**Selection**:
======

The point I was making is you can't compare the amount of R&D that goes into making even the most basic motor vehicle with a push bike. You get a lot of bang for your buck if you buy a "low value" brand car. None of them are truly bad, even if brand snobbery means a lot of people will shun them. High end bicycles are grotesquely overpriced and overhyped for what they are, which is just a push bike when all said and done. If you compare a £1k bike to a £300 bike, then yes they are significantly better. But a £10k bike to a £1k bike? No, the incremental improvements are tiny in relation to the cost difference.


----------



## Chap sur le velo (28 Jan 2021)

SkipdiverJohn said:


> High end motorised vehicles do minimise weight if they are performance-oriented.
> The point I was making is you can't compare the amount of R&D that goes into making even the most basic motor vehicle with a push bike. You get a lot of bang for your buck if you buy a "low value" brand car. None of them are truly bad, even if brand snobbery means a lot of people will shun them. High end bicycles are grotesquely overpriced and overhyped for what they are, which is just a push bike when all said and done. If you compare a £1k bike to a £300 bike, then yes they are significantly better. But a £10k bike to a £1k bike? No, the incremental improvements are tiny in relation to the cost difference.


I fully acknowledge the accuracy of your facts. However buying a high end bike, unless you are a national standard racer, is really about personal choices of what you value ie. It's subjective and hence your objective facts will change no one's opinions.

A wise fool I know once told me that half the pleasure he got from the Monte Christi Cigars he owned was not in smoking them. It was knowing they were his, thinking about them at home for him to do as he pleased with them.


----------



## vickster (28 Jan 2021)

Chap sur le velo said:


> I fully acknowledge the accuracy of your facts. However buying a high end bike, unless you are a national standard racer, is really about personal choices of what you value ie. It's subjective and hence your objective facts will change no one's opinions.
> 
> A wise fool I know once told me that half the *pleasure he got from the Monte Christi Cigars he owned was not in smoking them. It was knowing they were his, thinking about them at home for him to do as he pleased with them.*


Was that Bill Clinton?


----------



## IanSmithCSE (28 Jan 2021)

Good morning,

For the last few years the aerodynamic efficiency of the frame and the wheels has been the latest big thing meaning that designs have quite a short life and the next generation actually has to be better rather than just different.

The bike that you linked to claims to need 30 watts less to get to 30 mph than the previous model and it seems reasonable to expect that it saves even more over a round tube steel bike. Interestingly it is "quite heavy" at around 7.5kg.

Whether or not the 30 watts saving applies in the real world with multiple wind directions is unknown to me. :-) and as someone who struggles to average over 20mph the saving for me would be around 10 watts or 5% or less, quite a bit more over a round tube steel bike. I could probably get that level of performance improvement in a month or so by training rather than just enjoying the ride if I were so inclined.

But if you compete and are at you peak already then you don't really have a choice, you almost have to buy one. 

So is the price unreasonable? Even if there were only three people working for two years, tooling costs and marketing, could easily run in to say £500k plus.

======

[Coordinate labeling data]
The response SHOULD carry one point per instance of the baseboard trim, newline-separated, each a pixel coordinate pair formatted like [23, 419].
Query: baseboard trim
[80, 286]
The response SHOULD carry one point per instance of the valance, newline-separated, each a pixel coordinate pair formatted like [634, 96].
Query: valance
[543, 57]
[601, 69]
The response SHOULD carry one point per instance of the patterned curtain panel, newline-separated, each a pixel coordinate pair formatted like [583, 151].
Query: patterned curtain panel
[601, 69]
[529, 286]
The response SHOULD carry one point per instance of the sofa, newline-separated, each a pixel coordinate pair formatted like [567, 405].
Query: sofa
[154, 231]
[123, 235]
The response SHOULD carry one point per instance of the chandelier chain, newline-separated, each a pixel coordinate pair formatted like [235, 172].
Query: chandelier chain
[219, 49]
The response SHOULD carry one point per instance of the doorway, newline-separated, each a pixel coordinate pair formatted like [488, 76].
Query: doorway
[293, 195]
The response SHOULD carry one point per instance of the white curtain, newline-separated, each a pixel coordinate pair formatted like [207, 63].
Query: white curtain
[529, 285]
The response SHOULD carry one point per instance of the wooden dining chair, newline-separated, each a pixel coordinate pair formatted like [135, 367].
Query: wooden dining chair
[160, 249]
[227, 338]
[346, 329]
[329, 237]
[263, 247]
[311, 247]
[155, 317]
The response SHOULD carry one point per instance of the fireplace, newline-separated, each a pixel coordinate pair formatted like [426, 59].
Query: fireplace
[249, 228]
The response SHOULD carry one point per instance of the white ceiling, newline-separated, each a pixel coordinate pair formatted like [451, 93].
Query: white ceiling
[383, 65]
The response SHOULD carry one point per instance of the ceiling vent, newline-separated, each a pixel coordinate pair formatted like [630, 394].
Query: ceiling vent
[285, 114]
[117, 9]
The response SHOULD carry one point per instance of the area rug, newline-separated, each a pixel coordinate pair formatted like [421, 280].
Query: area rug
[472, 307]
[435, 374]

======

**Aim**: Continue the bicycle-price thread, starting after its final sentence.

**Task answer**:
Dealers may be wanting close to a 100% mark-up as customers at these prices level are going to be picky and warranty claims need to be covered, so the complete bike may only be leaving the manufacturer at £5K

Whilst the market for bikes at this level does exist, as well as competitive riders there are also quite a large number of people for whom a £10k spend is inconsequential, a lot more for whom it is a reasonable considered purchase and a even more for whom buying it over 12/24 months makes it fairly painless. There are also quite a few options for these bikes so even at £10k retail they could still lose the makers money!

Clearly a big chunk of this bike can't change over say a £5k bikes as as far as I am aware Dura Ace is only available at one level, there isn't a pro-version and a retail version. Except perhaps in reality regarding availability of larger chain rings, currently even 56 tooth chain rings seem to be very available. :-)

Bye

Ian


----------



## matticus (28 Jan 2021)

Dogtrousers said:


> or purchaser of a Vauxhall Corsa is likely to consider buying whatever Lewis Hamilton is driving round in circles at the moment.


There's an interesting difference between the car equivalent here:
We CAN buy the EF Nippo team race bikes and ride them on the road (or race them, occasionally, at very low additional cost). Hamilton's F1 title-winning merc is not road-legal :-). The EF Nippo bikes are just as practical on public roads as a £1k "entry" Boardman road bike.

(I know rally driving is a bit different, before some smart-arse mentions that  )


----------



## Rusty Rocket (28 Jan 2021)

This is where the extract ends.